AIM OF THE EXERCISE: Sift through the records below: which lines contain the word "railing"? Copy each of those lines in full.

STORED RECORDS:
--------------------
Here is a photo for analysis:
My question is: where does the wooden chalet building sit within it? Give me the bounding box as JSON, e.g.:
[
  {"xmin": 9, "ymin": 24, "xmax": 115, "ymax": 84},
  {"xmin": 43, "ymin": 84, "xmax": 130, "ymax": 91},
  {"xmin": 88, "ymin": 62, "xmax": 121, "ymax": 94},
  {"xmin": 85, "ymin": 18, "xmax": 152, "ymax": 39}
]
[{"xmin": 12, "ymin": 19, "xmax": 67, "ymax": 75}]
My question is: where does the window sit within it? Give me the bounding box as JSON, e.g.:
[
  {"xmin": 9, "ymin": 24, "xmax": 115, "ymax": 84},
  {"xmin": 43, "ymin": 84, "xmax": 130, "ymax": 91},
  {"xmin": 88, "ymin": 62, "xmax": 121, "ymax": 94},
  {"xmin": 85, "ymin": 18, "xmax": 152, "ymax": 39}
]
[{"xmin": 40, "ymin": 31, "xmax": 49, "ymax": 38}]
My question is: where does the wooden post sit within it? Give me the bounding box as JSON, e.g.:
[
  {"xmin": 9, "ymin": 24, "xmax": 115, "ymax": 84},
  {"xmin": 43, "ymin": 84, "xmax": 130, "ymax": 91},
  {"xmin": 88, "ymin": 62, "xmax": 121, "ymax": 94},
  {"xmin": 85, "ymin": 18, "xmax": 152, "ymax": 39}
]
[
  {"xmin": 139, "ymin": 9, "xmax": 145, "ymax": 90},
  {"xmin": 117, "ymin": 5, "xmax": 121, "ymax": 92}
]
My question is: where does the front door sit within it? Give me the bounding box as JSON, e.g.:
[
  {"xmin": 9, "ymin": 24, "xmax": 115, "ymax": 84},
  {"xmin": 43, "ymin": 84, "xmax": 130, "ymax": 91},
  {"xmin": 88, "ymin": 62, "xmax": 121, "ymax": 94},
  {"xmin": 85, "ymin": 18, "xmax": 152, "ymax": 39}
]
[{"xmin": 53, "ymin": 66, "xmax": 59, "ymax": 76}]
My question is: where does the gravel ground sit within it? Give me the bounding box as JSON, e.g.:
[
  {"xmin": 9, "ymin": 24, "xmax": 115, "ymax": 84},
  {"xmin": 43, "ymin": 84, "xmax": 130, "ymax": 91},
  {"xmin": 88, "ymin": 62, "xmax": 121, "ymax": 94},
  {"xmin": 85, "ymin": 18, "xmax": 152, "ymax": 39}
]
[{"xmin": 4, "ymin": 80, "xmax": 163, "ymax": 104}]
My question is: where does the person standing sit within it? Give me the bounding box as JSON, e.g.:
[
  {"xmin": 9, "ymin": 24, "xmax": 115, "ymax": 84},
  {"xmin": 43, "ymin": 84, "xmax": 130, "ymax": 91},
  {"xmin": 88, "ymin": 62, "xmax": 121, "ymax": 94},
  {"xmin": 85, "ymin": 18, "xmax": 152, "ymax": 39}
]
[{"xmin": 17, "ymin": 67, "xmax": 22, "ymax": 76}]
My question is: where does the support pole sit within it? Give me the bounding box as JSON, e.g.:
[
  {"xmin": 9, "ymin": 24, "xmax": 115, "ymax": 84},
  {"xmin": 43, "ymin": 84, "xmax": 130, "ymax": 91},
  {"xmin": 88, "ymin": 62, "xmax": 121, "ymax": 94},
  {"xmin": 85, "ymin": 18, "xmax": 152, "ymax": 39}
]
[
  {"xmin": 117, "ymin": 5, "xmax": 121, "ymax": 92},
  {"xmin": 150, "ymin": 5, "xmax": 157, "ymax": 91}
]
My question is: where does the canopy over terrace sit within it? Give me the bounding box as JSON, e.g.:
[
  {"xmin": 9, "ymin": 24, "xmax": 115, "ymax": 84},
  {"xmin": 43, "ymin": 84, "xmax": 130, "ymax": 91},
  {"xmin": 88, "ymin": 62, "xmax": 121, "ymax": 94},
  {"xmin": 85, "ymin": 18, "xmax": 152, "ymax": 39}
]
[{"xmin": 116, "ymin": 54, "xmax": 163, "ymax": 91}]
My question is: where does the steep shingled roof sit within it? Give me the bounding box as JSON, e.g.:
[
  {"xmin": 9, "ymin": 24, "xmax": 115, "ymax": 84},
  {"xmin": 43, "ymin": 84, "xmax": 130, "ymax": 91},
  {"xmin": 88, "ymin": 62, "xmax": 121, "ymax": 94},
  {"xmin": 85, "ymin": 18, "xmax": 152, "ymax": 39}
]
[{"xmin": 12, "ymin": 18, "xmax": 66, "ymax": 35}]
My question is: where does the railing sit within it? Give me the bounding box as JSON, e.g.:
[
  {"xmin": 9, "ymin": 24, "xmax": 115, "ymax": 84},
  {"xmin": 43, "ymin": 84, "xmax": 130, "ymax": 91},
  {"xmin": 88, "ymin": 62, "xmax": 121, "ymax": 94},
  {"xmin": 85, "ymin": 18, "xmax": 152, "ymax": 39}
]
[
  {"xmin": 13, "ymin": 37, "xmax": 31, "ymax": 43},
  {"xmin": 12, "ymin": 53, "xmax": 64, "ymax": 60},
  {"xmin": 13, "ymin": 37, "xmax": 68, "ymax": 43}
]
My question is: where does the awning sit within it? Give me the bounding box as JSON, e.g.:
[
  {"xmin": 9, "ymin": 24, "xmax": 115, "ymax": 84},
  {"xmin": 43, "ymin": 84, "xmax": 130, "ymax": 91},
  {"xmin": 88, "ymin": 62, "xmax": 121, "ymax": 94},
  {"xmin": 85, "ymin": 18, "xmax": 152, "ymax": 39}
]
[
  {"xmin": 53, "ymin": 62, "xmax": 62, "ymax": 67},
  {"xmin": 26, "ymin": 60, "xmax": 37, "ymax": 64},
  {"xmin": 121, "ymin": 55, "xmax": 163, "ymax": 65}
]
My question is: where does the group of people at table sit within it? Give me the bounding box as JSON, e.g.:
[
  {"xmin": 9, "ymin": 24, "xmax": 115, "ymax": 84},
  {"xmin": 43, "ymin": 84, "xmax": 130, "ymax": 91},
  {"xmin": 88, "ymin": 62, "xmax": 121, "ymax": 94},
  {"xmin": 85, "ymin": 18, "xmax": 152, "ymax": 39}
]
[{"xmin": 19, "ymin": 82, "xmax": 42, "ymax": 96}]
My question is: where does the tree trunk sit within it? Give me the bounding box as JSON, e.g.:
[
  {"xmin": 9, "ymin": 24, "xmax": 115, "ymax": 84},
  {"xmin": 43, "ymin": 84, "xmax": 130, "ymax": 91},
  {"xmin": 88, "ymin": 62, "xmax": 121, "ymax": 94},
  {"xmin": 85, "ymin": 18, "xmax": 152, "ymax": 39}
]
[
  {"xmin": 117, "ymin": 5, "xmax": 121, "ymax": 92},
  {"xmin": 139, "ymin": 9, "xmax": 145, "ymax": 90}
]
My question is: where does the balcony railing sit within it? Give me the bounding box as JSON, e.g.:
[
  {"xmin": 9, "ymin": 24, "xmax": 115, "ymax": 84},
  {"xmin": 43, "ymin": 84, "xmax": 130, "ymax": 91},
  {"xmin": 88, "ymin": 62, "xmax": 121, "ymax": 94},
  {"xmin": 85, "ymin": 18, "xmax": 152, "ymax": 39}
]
--------------------
TASK OUTPUT:
My question is: where does the railing sit within it? Give me the bounding box as JSON, e.g.:
My question is: where does the balcony railing sit within it? Give me the bounding box as JSON, e.g.:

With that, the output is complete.